§ PROBLEM DESCRIPTION: Using the records that follow, work out the number of lines with the word "Need" in them; reply with that number only.

§ EXERCISE MATERIALS:
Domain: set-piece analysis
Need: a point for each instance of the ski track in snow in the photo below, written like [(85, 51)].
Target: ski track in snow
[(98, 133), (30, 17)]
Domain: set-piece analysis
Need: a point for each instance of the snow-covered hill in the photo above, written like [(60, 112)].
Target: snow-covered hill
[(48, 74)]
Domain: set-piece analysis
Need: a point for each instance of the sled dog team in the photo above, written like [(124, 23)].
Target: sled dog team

§ ANSWER TO THE EXERCISE: 3